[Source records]
══════════════════════════════
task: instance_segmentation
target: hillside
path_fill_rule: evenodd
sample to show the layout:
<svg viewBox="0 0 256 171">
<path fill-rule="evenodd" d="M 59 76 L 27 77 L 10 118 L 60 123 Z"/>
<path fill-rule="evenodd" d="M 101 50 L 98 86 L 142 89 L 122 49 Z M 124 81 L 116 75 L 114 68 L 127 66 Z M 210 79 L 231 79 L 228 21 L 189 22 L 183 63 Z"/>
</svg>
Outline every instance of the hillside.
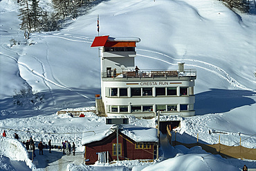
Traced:
<svg viewBox="0 0 256 171">
<path fill-rule="evenodd" d="M 48 3 L 42 1 L 41 5 L 47 7 Z M 140 69 L 176 69 L 177 62 L 196 69 L 196 116 L 182 119 L 181 139 L 190 141 L 199 133 L 201 141 L 216 143 L 219 135 L 208 134 L 214 130 L 228 133 L 221 138 L 226 145 L 237 144 L 241 137 L 243 145 L 255 148 L 253 14 L 235 12 L 214 0 L 98 1 L 60 31 L 33 33 L 27 41 L 19 29 L 18 8 L 17 1 L 0 1 L 1 132 L 7 130 L 12 136 L 18 130 L 24 140 L 33 135 L 39 141 L 44 136 L 45 141 L 51 138 L 60 143 L 75 139 L 48 132 L 81 132 L 96 126 L 94 121 L 103 124 L 102 119 L 90 117 L 93 121 L 86 120 L 86 128 L 82 121 L 55 114 L 62 109 L 93 108 L 94 94 L 100 92 L 98 52 L 90 48 L 98 36 L 99 14 L 100 35 L 141 39 L 136 59 Z M 155 126 L 151 121 L 131 124 Z M 42 129 L 43 135 L 39 133 Z M 30 130 L 36 133 L 26 132 Z M 82 134 L 77 136 L 80 144 Z M 178 150 L 166 152 L 175 156 Z M 239 169 L 244 163 L 224 162 Z M 256 168 L 253 161 L 246 163 Z"/>
</svg>

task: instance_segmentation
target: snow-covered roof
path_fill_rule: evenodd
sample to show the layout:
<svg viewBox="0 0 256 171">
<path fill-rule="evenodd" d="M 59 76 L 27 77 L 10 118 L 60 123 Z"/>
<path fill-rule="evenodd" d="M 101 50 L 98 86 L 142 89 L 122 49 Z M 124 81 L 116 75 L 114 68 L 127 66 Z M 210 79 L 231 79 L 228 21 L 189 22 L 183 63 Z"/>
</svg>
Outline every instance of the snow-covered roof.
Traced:
<svg viewBox="0 0 256 171">
<path fill-rule="evenodd" d="M 98 141 L 107 137 L 115 131 L 113 125 L 86 131 L 82 134 L 82 144 Z M 122 125 L 119 132 L 127 136 L 136 142 L 158 142 L 157 130 L 152 128 L 144 128 L 132 125 Z"/>
</svg>

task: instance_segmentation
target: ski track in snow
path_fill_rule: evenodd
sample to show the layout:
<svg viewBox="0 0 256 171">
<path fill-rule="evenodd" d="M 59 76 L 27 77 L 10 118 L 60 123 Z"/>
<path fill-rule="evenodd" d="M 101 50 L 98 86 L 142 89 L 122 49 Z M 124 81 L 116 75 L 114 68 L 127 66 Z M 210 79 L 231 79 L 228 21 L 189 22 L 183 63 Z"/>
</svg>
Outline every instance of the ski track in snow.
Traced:
<svg viewBox="0 0 256 171">
<path fill-rule="evenodd" d="M 56 83 L 55 83 L 54 81 L 51 81 L 51 80 L 50 80 L 50 79 L 47 79 L 47 78 L 46 78 L 46 77 L 45 77 L 44 75 L 42 75 L 42 74 L 39 74 L 39 72 L 37 72 L 35 71 L 34 70 L 33 70 L 33 69 L 31 69 L 31 68 L 29 68 L 29 66 L 27 66 L 26 63 L 21 63 L 21 62 L 19 62 L 19 61 L 18 61 L 18 60 L 17 60 L 17 59 L 16 59 L 15 58 L 14 58 L 14 57 L 11 57 L 11 56 L 10 56 L 10 55 L 8 55 L 8 54 L 3 54 L 3 53 L 1 53 L 1 52 L 0 52 L 0 54 L 1 54 L 4 55 L 4 56 L 6 56 L 6 57 L 9 57 L 9 58 L 10 58 L 10 59 L 13 59 L 15 61 L 16 61 L 16 63 L 17 63 L 17 65 L 18 65 L 18 66 L 20 66 L 24 67 L 24 68 L 26 68 L 27 70 L 30 71 L 30 72 L 33 75 L 37 76 L 37 77 L 38 77 L 41 78 L 42 79 L 45 80 L 45 81 L 46 81 L 47 82 L 51 83 L 52 83 L 53 85 L 55 85 L 55 86 L 57 86 L 57 87 L 60 87 L 60 88 L 62 88 L 66 89 L 66 90 L 70 90 L 70 91 L 71 91 L 71 92 L 75 92 L 75 93 L 76 93 L 76 94 L 79 94 L 79 95 L 80 95 L 80 96 L 82 96 L 82 97 L 85 97 L 85 98 L 86 98 L 86 99 L 89 99 L 88 97 L 86 97 L 86 96 L 85 96 L 85 95 L 83 95 L 83 94 L 82 94 L 81 93 L 77 92 L 74 91 L 73 90 L 72 90 L 71 88 L 68 88 L 68 87 L 66 87 L 66 86 L 62 86 L 62 85 L 60 85 L 60 84 Z M 47 84 L 46 84 L 46 86 L 47 86 L 47 87 L 48 87 L 48 86 L 47 86 Z M 50 87 L 48 87 L 48 88 L 49 88 L 49 89 L 51 89 L 51 88 L 50 88 Z"/>
<path fill-rule="evenodd" d="M 223 69 L 217 66 L 214 66 L 213 64 L 211 64 L 210 63 L 208 63 L 208 62 L 205 62 L 205 61 L 199 61 L 199 60 L 196 60 L 196 59 L 174 59 L 172 57 L 170 57 L 165 54 L 163 54 L 163 53 L 161 53 L 161 52 L 156 52 L 156 51 L 152 51 L 152 50 L 143 50 L 143 49 L 137 49 L 138 50 L 141 50 L 141 51 L 145 51 L 145 52 L 151 52 L 151 53 L 155 53 L 155 54 L 160 54 L 160 55 L 162 55 L 162 56 L 164 56 L 164 57 L 166 57 L 167 58 L 170 58 L 170 59 L 172 59 L 173 60 L 176 60 L 176 61 L 192 61 L 192 62 L 197 62 L 197 63 L 201 63 L 202 64 L 204 64 L 205 66 L 208 66 L 210 68 L 213 68 L 214 69 L 216 69 L 219 72 L 220 72 L 221 73 L 222 73 L 223 74 L 224 74 L 224 76 L 221 75 L 221 74 L 215 72 L 215 71 L 213 71 L 211 69 L 208 69 L 206 68 L 204 68 L 204 67 L 201 67 L 201 66 L 197 66 L 197 65 L 192 65 L 192 64 L 187 64 L 187 66 L 194 66 L 194 67 L 198 67 L 198 68 L 201 68 L 202 69 L 204 69 L 204 70 L 206 70 L 208 71 L 210 71 L 212 73 L 214 73 L 215 74 L 219 76 L 220 77 L 226 79 L 230 85 L 233 86 L 237 86 L 238 88 L 240 88 L 241 89 L 244 89 L 244 90 L 250 90 L 250 91 L 254 91 L 253 90 L 250 89 L 250 88 L 246 88 L 245 86 L 239 83 L 237 81 L 236 81 L 234 78 L 232 78 L 232 77 L 230 77 L 230 74 L 228 74 Z M 170 63 L 168 61 L 166 61 L 163 59 L 159 59 L 156 57 L 149 57 L 149 56 L 145 56 L 145 55 L 141 55 L 141 54 L 137 54 L 138 56 L 143 56 L 143 57 L 149 57 L 149 58 L 152 58 L 152 59 L 158 59 L 158 60 L 160 60 L 161 61 L 163 61 L 163 62 L 165 62 L 165 63 L 170 63 L 172 65 L 175 65 L 174 63 Z"/>
</svg>

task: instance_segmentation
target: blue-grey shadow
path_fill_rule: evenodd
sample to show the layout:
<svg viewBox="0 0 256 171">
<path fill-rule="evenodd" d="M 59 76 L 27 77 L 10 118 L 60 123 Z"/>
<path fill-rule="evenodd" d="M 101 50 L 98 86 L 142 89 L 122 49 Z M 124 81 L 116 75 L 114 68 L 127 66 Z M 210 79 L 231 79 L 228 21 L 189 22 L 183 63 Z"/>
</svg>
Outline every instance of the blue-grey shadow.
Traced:
<svg viewBox="0 0 256 171">
<path fill-rule="evenodd" d="M 221 113 L 244 105 L 250 105 L 255 101 L 248 97 L 256 93 L 248 90 L 210 89 L 196 94 L 196 115 Z"/>
</svg>

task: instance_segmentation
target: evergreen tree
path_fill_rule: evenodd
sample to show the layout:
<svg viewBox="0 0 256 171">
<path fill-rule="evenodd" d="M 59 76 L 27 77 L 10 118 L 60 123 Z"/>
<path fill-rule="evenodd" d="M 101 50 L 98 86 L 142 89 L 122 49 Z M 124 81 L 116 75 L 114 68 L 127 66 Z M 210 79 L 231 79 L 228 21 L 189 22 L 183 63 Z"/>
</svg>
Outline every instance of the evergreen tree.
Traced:
<svg viewBox="0 0 256 171">
<path fill-rule="evenodd" d="M 32 3 L 30 4 L 30 18 L 32 19 L 31 28 L 33 32 L 41 30 L 41 21 L 42 17 L 42 9 L 39 7 L 38 3 L 39 0 L 32 0 Z"/>
<path fill-rule="evenodd" d="M 19 19 L 21 20 L 21 23 L 19 24 L 20 29 L 25 30 L 25 34 L 28 35 L 25 36 L 25 38 L 28 39 L 28 35 L 31 32 L 31 18 L 29 1 L 28 0 L 21 0 L 19 4 L 20 14 L 19 14 Z"/>
</svg>

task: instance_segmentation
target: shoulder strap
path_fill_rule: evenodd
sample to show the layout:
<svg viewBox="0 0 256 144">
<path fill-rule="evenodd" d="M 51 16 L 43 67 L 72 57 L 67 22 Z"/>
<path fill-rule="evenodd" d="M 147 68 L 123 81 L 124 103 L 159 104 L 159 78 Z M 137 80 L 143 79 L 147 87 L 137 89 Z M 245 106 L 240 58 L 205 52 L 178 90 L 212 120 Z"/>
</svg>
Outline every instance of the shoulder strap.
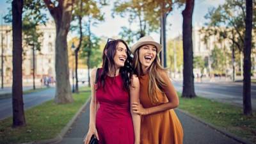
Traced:
<svg viewBox="0 0 256 144">
<path fill-rule="evenodd" d="M 97 71 L 96 71 L 96 77 L 95 77 L 95 81 L 94 82 L 94 88 L 95 89 L 95 90 L 97 90 L 98 89 L 98 84 L 97 84 L 97 83 L 98 82 L 98 79 L 99 79 L 99 70 L 100 68 L 97 68 Z"/>
<path fill-rule="evenodd" d="M 98 82 L 98 79 L 99 79 L 99 70 L 100 70 L 100 68 L 97 68 L 97 71 L 96 71 L 96 77 L 95 77 L 95 84 L 97 84 L 97 83 Z"/>
</svg>

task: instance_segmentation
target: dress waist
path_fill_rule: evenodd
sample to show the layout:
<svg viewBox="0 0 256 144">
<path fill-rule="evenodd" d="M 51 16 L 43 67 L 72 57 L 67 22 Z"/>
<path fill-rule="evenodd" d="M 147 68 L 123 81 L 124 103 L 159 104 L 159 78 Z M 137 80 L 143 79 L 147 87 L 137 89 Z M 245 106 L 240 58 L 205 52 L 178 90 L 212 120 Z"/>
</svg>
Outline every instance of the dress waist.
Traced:
<svg viewBox="0 0 256 144">
<path fill-rule="evenodd" d="M 97 118 L 108 121 L 115 121 L 122 118 L 131 118 L 130 107 L 127 104 L 111 104 L 100 103 L 97 112 Z"/>
</svg>

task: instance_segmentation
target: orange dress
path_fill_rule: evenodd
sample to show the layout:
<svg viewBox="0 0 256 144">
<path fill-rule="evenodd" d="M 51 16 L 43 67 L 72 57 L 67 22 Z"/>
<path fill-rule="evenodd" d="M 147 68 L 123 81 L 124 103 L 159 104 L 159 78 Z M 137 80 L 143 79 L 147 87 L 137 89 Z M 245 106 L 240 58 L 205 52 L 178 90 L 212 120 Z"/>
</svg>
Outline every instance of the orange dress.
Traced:
<svg viewBox="0 0 256 144">
<path fill-rule="evenodd" d="M 157 92 L 159 102 L 153 105 L 149 99 L 148 74 L 140 78 L 140 101 L 145 108 L 156 106 L 168 102 L 165 95 Z M 166 79 L 166 81 L 168 79 Z M 172 85 L 168 86 L 176 92 Z M 182 144 L 183 129 L 173 109 L 141 116 L 141 144 Z"/>
</svg>

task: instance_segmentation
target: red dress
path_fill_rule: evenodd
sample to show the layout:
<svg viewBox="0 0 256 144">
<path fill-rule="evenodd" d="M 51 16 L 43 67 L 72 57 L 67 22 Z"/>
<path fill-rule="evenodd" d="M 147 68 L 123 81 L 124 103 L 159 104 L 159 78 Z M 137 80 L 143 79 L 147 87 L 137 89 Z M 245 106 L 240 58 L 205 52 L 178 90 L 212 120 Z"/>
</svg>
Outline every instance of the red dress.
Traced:
<svg viewBox="0 0 256 144">
<path fill-rule="evenodd" d="M 123 89 L 121 76 L 107 76 L 104 88 L 99 87 L 96 98 L 100 104 L 96 114 L 99 144 L 134 144 L 130 98 Z"/>
</svg>

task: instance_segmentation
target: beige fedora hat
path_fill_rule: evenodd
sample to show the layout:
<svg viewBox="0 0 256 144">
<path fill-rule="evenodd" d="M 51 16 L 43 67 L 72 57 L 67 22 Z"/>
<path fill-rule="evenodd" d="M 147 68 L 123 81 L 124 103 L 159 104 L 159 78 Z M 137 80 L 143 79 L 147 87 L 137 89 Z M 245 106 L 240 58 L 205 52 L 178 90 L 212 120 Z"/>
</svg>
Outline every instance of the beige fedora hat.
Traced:
<svg viewBox="0 0 256 144">
<path fill-rule="evenodd" d="M 138 48 L 147 44 L 155 45 L 157 49 L 157 54 L 162 51 L 162 45 L 161 44 L 159 44 L 158 42 L 156 42 L 150 36 L 145 36 L 140 38 L 139 40 L 132 45 L 131 50 L 132 54 L 134 54 L 134 52 Z"/>
</svg>

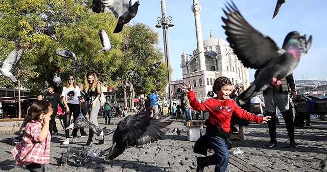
══════════════════════════════
How many lines in the records above contain the string "shadow"? Count them and reply with the number alone.

■ PROBLEM SOLUTION
2